■ **TAREFAS PROPOSTAS**:
1. No trecho sobre o wokismo, quais pensadores são mencionados por terem articulado a ideia da aliança alto-baixo?
2. Dê continuidade ao trecho sobre o wokismo a partir da última frase apresentada.

■ **TRECHO FORNECIDO**:
>>>

Não há nada que eu gostaria mais do que ter uma boa resposta para esta pergunta. Infelizmente, estou muito pessimista sobre alcançar qualquer vitória aqui, mas também não acho que o Woke será uma ameaça permanente. Mais cedo ou mais tarde, as forças que impulsionam esse câncer ideológico tentarão delimitar o Woke e, se falharem, serão consumidas por ele. O dano já foi feito e o mundo pré-Woke nunca pode ser alcançado novamente, mas wokismo não é um sistema ideológico estável. Em vez disso, é a mera expressão ideológica de um processo revolucionário.

Escrevi muito sobre o fenômeno da aliança alto-baixo. A ideia não é original para mim; muitos pensadores, de Bertrand de Jouvenel a Curtis Yarvin e outros, articularam a mesma ideia básica em termos variados. É fundamental para entender a ordem política moderna e, em particular, o esquerdismo e as várias formas que ele adota.

<<<

■ **LINHAS FORNECIDAS**:

>>>

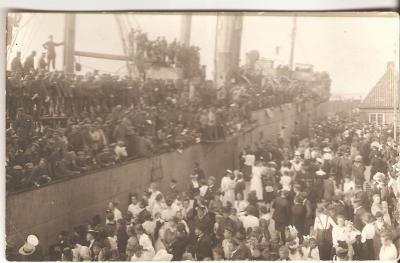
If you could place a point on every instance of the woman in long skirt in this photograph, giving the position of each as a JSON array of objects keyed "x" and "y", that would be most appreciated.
[
  {"x": 323, "y": 228},
  {"x": 256, "y": 180},
  {"x": 367, "y": 238}
]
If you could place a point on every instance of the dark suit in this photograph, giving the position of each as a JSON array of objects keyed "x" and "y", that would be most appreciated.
[
  {"x": 281, "y": 215},
  {"x": 202, "y": 248},
  {"x": 358, "y": 214},
  {"x": 297, "y": 218},
  {"x": 211, "y": 192}
]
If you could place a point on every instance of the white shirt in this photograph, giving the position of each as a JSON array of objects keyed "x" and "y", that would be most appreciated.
[
  {"x": 368, "y": 232},
  {"x": 134, "y": 209},
  {"x": 314, "y": 255},
  {"x": 145, "y": 242},
  {"x": 348, "y": 186},
  {"x": 203, "y": 190},
  {"x": 323, "y": 222},
  {"x": 388, "y": 252},
  {"x": 249, "y": 221},
  {"x": 286, "y": 182},
  {"x": 338, "y": 234},
  {"x": 249, "y": 159},
  {"x": 117, "y": 214},
  {"x": 241, "y": 205}
]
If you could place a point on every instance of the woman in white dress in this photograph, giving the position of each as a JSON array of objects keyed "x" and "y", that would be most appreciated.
[
  {"x": 256, "y": 180},
  {"x": 228, "y": 184}
]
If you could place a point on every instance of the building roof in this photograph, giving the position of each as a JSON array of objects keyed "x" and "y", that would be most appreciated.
[{"x": 381, "y": 95}]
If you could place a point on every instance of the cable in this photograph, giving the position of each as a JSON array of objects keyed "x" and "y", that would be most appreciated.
[{"x": 37, "y": 29}]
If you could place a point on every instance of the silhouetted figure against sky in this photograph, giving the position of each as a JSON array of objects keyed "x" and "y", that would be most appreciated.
[{"x": 50, "y": 46}]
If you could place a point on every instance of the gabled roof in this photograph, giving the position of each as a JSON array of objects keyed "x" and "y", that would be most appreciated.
[{"x": 382, "y": 96}]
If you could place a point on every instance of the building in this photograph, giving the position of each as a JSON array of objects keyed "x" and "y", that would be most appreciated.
[{"x": 378, "y": 106}]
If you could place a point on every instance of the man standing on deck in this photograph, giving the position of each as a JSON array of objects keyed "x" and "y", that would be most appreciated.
[{"x": 51, "y": 52}]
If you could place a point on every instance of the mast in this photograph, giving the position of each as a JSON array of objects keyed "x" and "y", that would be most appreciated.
[
  {"x": 293, "y": 42},
  {"x": 69, "y": 42},
  {"x": 186, "y": 26},
  {"x": 227, "y": 45}
]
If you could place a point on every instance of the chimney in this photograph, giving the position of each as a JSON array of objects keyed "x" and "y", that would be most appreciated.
[{"x": 390, "y": 65}]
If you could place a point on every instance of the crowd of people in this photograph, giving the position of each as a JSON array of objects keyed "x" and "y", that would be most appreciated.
[
  {"x": 160, "y": 53},
  {"x": 331, "y": 196},
  {"x": 62, "y": 125}
]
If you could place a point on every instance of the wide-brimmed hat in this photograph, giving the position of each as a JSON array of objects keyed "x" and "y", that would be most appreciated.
[
  {"x": 379, "y": 177},
  {"x": 327, "y": 150},
  {"x": 162, "y": 255},
  {"x": 293, "y": 245},
  {"x": 27, "y": 249},
  {"x": 30, "y": 246},
  {"x": 341, "y": 251}
]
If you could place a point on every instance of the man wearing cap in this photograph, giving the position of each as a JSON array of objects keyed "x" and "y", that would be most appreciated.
[
  {"x": 202, "y": 245},
  {"x": 225, "y": 223},
  {"x": 23, "y": 126},
  {"x": 281, "y": 213},
  {"x": 242, "y": 251},
  {"x": 228, "y": 184},
  {"x": 357, "y": 171},
  {"x": 212, "y": 189}
]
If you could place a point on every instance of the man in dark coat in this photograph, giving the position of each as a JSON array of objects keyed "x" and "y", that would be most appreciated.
[
  {"x": 298, "y": 213},
  {"x": 16, "y": 64},
  {"x": 172, "y": 192},
  {"x": 242, "y": 251},
  {"x": 23, "y": 126},
  {"x": 212, "y": 189},
  {"x": 51, "y": 52},
  {"x": 29, "y": 64},
  {"x": 202, "y": 245},
  {"x": 281, "y": 213},
  {"x": 359, "y": 212}
]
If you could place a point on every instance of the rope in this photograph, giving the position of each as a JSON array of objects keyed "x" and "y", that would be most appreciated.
[{"x": 40, "y": 25}]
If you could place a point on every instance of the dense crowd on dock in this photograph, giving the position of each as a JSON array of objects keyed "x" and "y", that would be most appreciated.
[
  {"x": 331, "y": 196},
  {"x": 62, "y": 125}
]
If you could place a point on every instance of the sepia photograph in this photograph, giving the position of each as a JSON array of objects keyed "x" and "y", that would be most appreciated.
[{"x": 202, "y": 136}]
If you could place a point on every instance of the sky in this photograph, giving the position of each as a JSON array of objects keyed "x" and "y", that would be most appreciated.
[{"x": 354, "y": 50}]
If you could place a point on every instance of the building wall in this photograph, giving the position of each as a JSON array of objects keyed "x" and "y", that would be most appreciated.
[
  {"x": 387, "y": 113},
  {"x": 60, "y": 206}
]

<<<

■ **RESPOSTAS ÀS TAREFAS**:
1. Bertrand de Jouvenel e Curtis Yarvin, entre outros.

2.
Na Antiguidade, impérios e reinos enfrentavam limites práticos substanciais no exercício de seu poder. Mesmo sistemas relativamente sofisticados como o Império Romano tiveram que se contentar com um aparato institucional rudimentar para os padrões modernos. Na Idade Média, o despovoamento e a redução da economia simplificaram ainda mais esse aparato; a maioria das pessoas viveu toda a sua vida sem encontrar um único agente do rei. Uma aristocracia semi-autônoma surgiu para cobrar aluguéis do campesinato e fornecer segurança local. O poder real estava cercado por todos os lados e, embora os camponeses estivessem sujeitos a vários graus de falta de liberdade e muitas vezes a uma pobreza muito séria, eles não eram governados de maneira tão rigorosa.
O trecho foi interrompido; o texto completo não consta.